··· Selected text ···

11/1/2012 1:07:00 PM
Editorial: Arizona desert bald eagles still need endangered species protection

When it comes to preservation of Arizona’s desert eagles, it only makes sense to take the better-safe-than-sorry route.

That’s why our hat goes off to the Center for Biological Diversity and the Maricopa Audubon Society for their relentless legal battles against the U.S. Fish & Wildlife Service to give these birds endangered species protection.

On Oct. 30, the two organizations filed their third lawsuit charging that USFWS has based its conclusion on politics instead of science.

True, 2011 was a banner year for desert bald eagle reproduction. According to the Arizona Game and Fish Department, the Arizona eagles set three records -- most eggs, most nesting sites and most nestlings fledged. Of the 79 eggs laid, at 55 breeding sites, 56 survived and fledged.

One year earlier, though, heavy winter rains made it only an average year. With a wet winter, the Verde River and Oak Creek get really muddy and the adult eagles are unable to find fish. When they can’t support themselves, they end up abandoning their nest so they can go out foraging. The breeding pairs that year at the Tower nesting site upstream from Clarkdale and the Ladders breeding site 10 miles south of Camp Verde made no contribution to the state’s struggling eagle population.

The previous year, the Towers and Ladders breeding sites failed to produce any eggs. The eggs laid at the Tower site failed during incubation. Both eggs laid at the Ladders site hatched, but neither bird lived.

The Center for Biological Diversity interprets the population statistics as a sign of the worsening situation of the birds. It also bears emphasis that the Arizona Game and Fish Dept. has teamed with Liberty Wildlife, a wildlife rescue and rehab organization out of Scottsdale, to build and place artificial nests to enhance survival rates for eagle fledglings.

Perhaps U.S. Fish & Wildlife Service is right and if we leave well enough alone, desert bald eagles will survive and thrive on their on.

But do we want to chance it based on the evidence? The Center for Biological Diversity and the Maricopa Audubon Society most definitely need to keep up the good fight.

··· The data ···

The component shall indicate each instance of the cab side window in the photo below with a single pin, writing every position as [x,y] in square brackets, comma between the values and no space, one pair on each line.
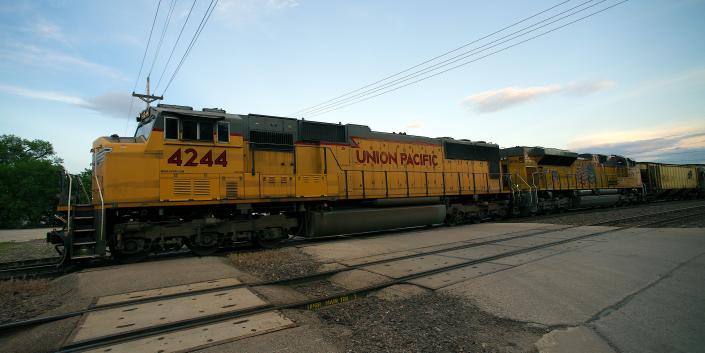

···

Study questions:
A: Rewrite the passage of the editorial that begins at the words "When it comes" and stops after "survived and fledged.", replacing "USFWS" with "U.S. Fish & Wildlife Service".
B: List every organization that the editorial names.
The data that precede this point are separate material and have no connection to the editorial.

Outputs in order:
A:
When it comes to preservation of Arizona’s desert eagles, it only makes sense to take the better-safe-than-sorry route.

That’s why our hat goes off to the Center for Biological Diversity and the Maricopa Audubon Society for their relentless legal battles against the U.S. Fish & Wildlife Service to give these birds endangered species protection.

On Oct. 30, the two organizations filed their third lawsuit charging that U.S. Fish & Wildlife Service has based its conclusion on politics instead of science.

True, 2011 was a banner year for desert bald eagle reproduction. According to the Arizona Game and Fish Department, the Arizona eagles set three records -- most eggs, most nesting sites and most nestlings fledged. Of the 79 eggs laid, at 55 breeding sites, 56 survived and fledged.

B:
- Center for Biological Diversity
- Maricopa Audubon Society
- U.S. Fish & Wildlife Service (USFWS)
- Arizona Game and Fish Department
- Liberty Wildlife